**PAGE EXTRACT:**
Day 18 Identify something you like about your personality
Sunday, October 09, 2011
This is incredibly difficult for me. I don't really like myself and the things that I used to like about myself are now things that I identify as being self-destructive.
What can I say? I have always worked even if it meant breathing in iron shards while working in a nail factory, or balancing precariously enormous trays waitressing in a Mexican restaurant. I've been a cashier, a home-health care worker who bathed strangers and changed their adult diapers; I've been a secretary and a medical records clerk. I've written a book selected as a choice of the Book of the Month Club and I've been generous with my time as a volunteer. But I've felt sorry for myself so often! If I need to earn money for my family and get up at 4 AM to drive 35 miles across the county to be there at 5 AM to change the diaper and give a shower to a woman who's suffering from Alzheimer's, I do it. But yet, there are parts of me that resent it. So that's not admirable.

**EXERCISE A:**
In the Day 18 post, where was the writer working while breathing in iron shards?
**EXERCISE B:**
Decide whether each statement agrees with the Day 18 post, answering yes or no and quoting the words that decide it: (i) The writer once waitressed in a Mexican restaurant. (ii) The writer has never worked as a secretary. (iii) The drive to the early-morning job is 35 miles.
**EXERCISE C:**
Write the next part of the Day 18 post, picking up after its final sentence.

**SUPPLIED MATERIAL:**
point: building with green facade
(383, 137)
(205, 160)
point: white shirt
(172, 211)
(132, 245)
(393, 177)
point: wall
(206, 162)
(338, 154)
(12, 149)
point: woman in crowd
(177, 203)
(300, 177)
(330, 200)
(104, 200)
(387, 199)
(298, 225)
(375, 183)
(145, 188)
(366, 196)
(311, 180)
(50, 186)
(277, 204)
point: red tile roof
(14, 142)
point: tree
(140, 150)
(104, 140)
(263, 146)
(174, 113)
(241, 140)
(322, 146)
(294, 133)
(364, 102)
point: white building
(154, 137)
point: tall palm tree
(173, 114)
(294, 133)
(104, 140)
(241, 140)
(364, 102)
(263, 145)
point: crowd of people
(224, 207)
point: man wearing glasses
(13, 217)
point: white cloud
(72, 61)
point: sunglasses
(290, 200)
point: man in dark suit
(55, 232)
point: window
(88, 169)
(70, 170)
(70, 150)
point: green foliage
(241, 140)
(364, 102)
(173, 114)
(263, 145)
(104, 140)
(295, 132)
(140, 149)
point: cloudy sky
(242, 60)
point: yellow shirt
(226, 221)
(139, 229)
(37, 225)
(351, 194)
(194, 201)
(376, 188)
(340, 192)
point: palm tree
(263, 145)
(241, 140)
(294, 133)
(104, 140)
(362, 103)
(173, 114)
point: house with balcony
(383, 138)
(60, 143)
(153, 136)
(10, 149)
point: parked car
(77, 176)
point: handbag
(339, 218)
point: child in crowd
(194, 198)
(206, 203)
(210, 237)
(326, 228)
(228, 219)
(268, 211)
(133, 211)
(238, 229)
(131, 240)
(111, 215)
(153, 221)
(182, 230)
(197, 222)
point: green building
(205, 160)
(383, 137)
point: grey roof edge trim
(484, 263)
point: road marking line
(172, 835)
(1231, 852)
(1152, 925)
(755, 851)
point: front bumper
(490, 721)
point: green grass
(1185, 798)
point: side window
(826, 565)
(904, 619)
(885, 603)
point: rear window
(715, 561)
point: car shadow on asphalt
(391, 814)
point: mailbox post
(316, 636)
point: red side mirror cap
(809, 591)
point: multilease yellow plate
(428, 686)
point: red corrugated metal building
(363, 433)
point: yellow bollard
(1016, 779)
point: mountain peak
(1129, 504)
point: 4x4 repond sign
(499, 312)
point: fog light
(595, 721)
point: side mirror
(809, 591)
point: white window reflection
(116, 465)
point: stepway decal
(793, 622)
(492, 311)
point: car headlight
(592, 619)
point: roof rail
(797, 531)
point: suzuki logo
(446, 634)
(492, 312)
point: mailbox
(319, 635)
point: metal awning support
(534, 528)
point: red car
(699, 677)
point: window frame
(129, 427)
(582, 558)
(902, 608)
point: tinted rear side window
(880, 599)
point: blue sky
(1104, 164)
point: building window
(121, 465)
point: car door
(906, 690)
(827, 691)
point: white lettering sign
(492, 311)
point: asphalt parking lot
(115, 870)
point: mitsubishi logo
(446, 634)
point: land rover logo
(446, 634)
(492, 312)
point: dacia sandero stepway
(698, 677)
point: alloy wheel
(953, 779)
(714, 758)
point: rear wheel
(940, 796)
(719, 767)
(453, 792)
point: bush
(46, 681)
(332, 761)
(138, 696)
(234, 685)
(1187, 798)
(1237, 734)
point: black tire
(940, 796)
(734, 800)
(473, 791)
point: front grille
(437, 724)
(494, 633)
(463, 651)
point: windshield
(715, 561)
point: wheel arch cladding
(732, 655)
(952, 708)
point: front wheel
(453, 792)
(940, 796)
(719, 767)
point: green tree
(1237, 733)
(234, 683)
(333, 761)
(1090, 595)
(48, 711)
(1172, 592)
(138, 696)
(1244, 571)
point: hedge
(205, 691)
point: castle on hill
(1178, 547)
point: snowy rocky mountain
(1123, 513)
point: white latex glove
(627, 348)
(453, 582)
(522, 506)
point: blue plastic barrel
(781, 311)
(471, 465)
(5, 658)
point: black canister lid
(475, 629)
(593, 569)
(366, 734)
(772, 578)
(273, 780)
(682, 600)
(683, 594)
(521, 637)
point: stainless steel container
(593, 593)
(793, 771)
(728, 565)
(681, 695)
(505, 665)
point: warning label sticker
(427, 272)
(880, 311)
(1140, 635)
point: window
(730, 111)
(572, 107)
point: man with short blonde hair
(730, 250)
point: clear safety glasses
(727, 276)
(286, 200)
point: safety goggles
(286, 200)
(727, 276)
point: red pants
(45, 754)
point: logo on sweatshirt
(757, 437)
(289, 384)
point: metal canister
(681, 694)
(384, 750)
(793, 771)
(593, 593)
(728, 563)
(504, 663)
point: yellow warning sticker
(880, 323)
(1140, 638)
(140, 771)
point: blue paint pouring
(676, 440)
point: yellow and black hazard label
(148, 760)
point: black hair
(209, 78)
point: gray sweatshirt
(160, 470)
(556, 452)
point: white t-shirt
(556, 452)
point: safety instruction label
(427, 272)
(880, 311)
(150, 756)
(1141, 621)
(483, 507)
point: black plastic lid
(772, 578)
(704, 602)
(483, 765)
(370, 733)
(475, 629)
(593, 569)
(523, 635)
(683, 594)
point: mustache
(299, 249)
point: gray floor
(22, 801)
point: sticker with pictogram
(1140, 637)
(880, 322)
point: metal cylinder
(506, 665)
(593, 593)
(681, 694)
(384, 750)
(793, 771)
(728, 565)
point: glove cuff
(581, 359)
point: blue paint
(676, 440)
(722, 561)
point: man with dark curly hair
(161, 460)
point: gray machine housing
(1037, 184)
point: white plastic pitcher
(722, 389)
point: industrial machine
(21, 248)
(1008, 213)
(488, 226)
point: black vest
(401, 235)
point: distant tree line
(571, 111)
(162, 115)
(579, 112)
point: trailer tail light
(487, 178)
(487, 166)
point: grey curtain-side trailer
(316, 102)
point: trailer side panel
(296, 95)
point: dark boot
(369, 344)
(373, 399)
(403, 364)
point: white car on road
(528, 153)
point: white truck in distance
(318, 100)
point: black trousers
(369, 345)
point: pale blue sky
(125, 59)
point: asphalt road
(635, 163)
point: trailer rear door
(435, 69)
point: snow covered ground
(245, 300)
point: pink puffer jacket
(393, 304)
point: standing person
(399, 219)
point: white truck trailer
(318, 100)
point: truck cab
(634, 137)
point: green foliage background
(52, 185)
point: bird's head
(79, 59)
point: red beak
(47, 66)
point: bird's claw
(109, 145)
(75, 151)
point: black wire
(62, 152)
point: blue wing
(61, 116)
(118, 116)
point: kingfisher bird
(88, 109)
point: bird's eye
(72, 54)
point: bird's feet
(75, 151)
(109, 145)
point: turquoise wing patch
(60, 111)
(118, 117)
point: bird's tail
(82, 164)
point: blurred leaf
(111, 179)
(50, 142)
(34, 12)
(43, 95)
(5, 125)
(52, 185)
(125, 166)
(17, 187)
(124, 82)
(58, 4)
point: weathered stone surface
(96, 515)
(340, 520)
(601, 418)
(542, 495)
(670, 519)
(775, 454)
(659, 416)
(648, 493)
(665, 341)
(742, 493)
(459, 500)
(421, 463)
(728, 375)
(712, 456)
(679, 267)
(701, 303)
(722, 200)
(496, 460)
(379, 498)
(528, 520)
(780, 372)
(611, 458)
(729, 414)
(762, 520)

**EXERCISE ANSWER A:**
In a nail factory.

**EXERCISE ANSWER B:**
(i) Yes: "balancing precariously enormous trays waitressing in a Mexican restaurant"
(ii) No: "I've been a secretary and a medical records clerk"
(iii) Yes: "drive 35 miles across the county"

**EXERCISE ANSWER C:**
What about the part of me that is quick to respond when somebody asks for a donation? Generous, yes, but then I start to brood about how I really needed the money for my own household. And then I can get angry if I am not thanked. What's the point of donating to somebody's cause if I expect to get thanked? On the one hand, is it wrong to expect a nice, quick thank-you if you are giving away money? On the other hand, why expect an acknowledgement at all?
I guess that I'm saying that the traits I have that could be construed as admirable--a willingness to work at anything; a willingness to donate money and time to good causes--are traits that I can also despise in myself.
My personality has become more negative and fearful over the decades. Some of the things I used to like about myself--a good sense of humor, intellectual discipline, a devotion to making my children happy--I now see have either disappeared or have not worked out.
Grrrr....there's nothing I like about my personality. Could that be one of the reasons that I've draped myself in a heavy mantle of fat?